• **WHAT IS BEING ASKED**
Write out the lines below once more, exactly as they appear. Do not include pictures.

• **RECORDS FOR PROCESSING**
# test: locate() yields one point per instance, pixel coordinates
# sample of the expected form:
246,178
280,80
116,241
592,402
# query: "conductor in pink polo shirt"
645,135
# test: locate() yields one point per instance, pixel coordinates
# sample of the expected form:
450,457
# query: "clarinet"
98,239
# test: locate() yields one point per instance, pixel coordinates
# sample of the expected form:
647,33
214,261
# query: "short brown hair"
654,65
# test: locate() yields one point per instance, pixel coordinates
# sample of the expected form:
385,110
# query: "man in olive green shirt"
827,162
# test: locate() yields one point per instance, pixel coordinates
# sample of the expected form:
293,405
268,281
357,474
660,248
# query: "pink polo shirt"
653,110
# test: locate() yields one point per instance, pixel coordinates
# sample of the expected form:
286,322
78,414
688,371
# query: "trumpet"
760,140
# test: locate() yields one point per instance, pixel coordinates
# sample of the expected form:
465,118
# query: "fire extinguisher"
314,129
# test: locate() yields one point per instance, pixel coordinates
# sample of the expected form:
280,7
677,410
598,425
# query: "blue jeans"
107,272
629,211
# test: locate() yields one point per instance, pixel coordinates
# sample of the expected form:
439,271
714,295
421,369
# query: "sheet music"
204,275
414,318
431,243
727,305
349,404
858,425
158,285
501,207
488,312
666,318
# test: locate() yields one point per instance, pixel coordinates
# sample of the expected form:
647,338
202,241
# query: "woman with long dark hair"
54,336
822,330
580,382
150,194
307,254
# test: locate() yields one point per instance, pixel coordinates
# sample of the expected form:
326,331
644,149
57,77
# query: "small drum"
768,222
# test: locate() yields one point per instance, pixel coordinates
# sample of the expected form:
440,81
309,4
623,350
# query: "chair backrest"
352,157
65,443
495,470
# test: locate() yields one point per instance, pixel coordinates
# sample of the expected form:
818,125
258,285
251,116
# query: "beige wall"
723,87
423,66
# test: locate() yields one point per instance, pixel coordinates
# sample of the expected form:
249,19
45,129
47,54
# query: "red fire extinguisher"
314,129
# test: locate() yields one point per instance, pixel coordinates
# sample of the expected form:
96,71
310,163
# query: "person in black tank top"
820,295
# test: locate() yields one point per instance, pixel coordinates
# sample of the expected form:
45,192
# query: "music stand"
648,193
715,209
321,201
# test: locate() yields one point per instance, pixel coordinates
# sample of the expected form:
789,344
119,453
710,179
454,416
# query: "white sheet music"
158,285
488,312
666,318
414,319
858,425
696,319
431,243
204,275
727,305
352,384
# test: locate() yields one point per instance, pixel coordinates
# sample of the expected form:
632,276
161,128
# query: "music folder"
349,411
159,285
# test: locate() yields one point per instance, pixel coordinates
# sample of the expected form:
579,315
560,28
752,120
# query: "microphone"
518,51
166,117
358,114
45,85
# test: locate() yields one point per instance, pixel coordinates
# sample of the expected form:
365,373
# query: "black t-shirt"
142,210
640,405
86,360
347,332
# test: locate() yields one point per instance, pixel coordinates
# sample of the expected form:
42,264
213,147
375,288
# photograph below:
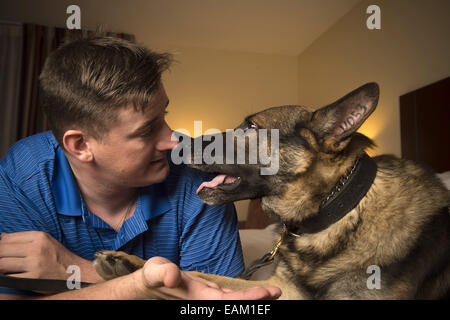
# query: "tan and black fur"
401,225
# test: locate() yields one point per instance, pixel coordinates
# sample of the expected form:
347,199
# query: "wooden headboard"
425,125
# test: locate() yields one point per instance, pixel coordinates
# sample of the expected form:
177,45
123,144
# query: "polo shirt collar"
68,200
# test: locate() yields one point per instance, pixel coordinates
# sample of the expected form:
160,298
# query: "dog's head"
306,146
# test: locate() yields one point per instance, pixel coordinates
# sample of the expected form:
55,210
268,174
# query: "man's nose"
168,140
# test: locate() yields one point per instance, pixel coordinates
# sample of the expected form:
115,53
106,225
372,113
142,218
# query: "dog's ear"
335,123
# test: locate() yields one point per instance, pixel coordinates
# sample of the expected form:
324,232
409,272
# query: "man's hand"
160,278
36,254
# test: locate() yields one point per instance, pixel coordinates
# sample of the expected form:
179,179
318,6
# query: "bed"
425,137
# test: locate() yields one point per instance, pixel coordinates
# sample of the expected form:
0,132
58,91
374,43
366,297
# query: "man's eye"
251,125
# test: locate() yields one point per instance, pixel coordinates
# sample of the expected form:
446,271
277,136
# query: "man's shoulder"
25,157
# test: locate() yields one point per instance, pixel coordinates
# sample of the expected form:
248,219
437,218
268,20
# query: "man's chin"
158,175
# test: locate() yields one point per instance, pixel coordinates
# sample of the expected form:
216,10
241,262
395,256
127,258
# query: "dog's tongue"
219,179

• **YOUR SOLUTION**
# test: locate() yields one point per instance, pixel coordinates
# sample of the expected form:
246,178
280,80
116,241
592,402
# query: "conductor in pink polo shirt"
645,135
# test: locate() yields one point per instance, pixel coordinates
# sample of the expected form:
450,457
# query: "clarinet"
98,239
# test: locate() yields one point per instance, pixel coordinates
# sample of the expected form:
647,33
214,261
# query: "short brown hair"
654,65
# test: locate() yields one point per instance, pixel coordinates
# sample of the expected form:
385,110
# query: "man in olive green shirt"
827,162
# test: locate() yields one point per instance, pixel coordinates
# sample of the expected form:
293,405
268,281
357,474
660,248
# query: "pink polo shirt"
653,110
# test: locate() yields one point per instance, pixel coordinates
# sample of the expected form:
286,322
78,414
688,371
# query: "trumpet"
760,140
# test: locate() yields one point per instance, pixel coordinates
# sample of the expected form:
465,118
# query: "fire extinguisher"
314,129
# test: locate() yields one point per instance, pixel coordinates
# sample of the expected form:
280,7
677,410
598,425
# query: "blue jeans"
107,272
629,211
# test: locate() yields one point per instance, pixel coordinates
# sample of the expected form:
439,271
714,295
421,369
# query: "sheet music"
204,275
414,318
431,243
727,305
349,404
858,425
158,285
501,207
488,312
666,318
# test: locate() yields one point per instance, pixel coordinates
# sample of the expected form:
647,338
202,241
# query: "woman with long dark hair"
54,336
822,330
580,382
150,194
307,254
# test: locate() yields one point per instance, pixel coordinates
# sample of the expected form:
326,331
644,149
57,77
# query: "small drum"
768,222
# test: locate() yields one point per instance, pixel coordinates
# sample of the expected form:
440,81
309,4
623,350
# query: "chair backrest"
352,157
65,443
495,470
# test: locate() yields one point per instance, pixel coordinates
# sample of the expected form:
818,125
258,285
251,116
# query: "beige wall"
723,87
423,66
# test: locate() yields one point per instance, pixel coordinates
# sample of the expected form:
249,19
45,129
47,54
# query: "red fire extinguisher"
314,129
# test: locate() yields one point per instance, pixel coordinates
# sample of the expected form:
96,71
310,163
# query: "person in black tank top"
820,295
# test: locate() yields one point per instance, pixel coordinates
# sample of the expected form:
45,192
# query: "music stand"
648,193
715,209
321,201
# test: locate() yields one point per instance, pixel coordinates
# sample of the expected form:
789,344
119,453
710,179
454,416
# query: "white sheet music"
158,285
488,312
666,318
414,319
858,425
696,319
431,243
204,275
727,305
352,384
# test: locate() yields one point per instance, pixel coordinates
# sample of the expected form:
632,276
161,128
# query: "music folder"
349,411
159,285
# test: locate() yields one point per instance, pixel coordinates
# sample of the expected form:
579,315
560,28
752,120
# query: "microphone"
518,51
166,117
358,114
45,85
# test: locate() yields one point per instance, pixel coordinates
# sample of the expected form:
365,373
# query: "black t-shirt"
142,210
640,405
86,360
347,332
# test: locate() yields one point per instance, pixel coordinates
# sample of the expected form:
42,264
213,147
375,288
# photograph below:
# query: "tan and black fur"
401,225
# test: locate() yields one point per instance, pixel coordinates
# sample of the expected form:
347,199
# query: "wooden headboard"
425,125
# test: locate() yields one point per instance, pixel coordinates
# sample of the expected form:
177,45
123,144
# query: "polo shirt collar"
68,200
# test: locate() yields one point per instance, pixel coordinates
# sample of the expected form:
160,298
# query: "dog's head"
306,146
# test: locate() yields one point per instance, pixel coordinates
# sample of the expected form:
55,210
268,174
# query: "man's nose"
168,140
# test: locate() yields one point per instance, pixel coordinates
# sample of the expected form:
115,53
106,225
372,113
142,218
# query: "dog's ear"
335,123
# test: locate() yields one point per instance, pixel coordinates
# sample of the expected form:
324,232
409,272
# query: "man's hand"
160,278
36,254
# test: locate() yields one point per instance, pixel coordinates
# sample of the expected form:
179,179
318,6
# query: "bed"
425,137
# test: locate() yields one point per instance, pixel coordinates
# sample of the expected form:
0,132
58,91
374,43
366,297
# query: "man's eye"
251,125
# test: locate() yields one point per instance, pixel coordinates
# sample of the expected form:
446,271
277,136
# query: "man's shoulder"
25,157
# test: locate() yields one point per instance, pixel coordinates
# sample of the expected form:
248,219
437,218
268,20
# query: "man's chin"
158,175
# test: locate() yields one point per instance, pixel coordinates
# sample of the expected form:
216,10
241,262
395,256
127,258
# query: "dog's tongue"
219,179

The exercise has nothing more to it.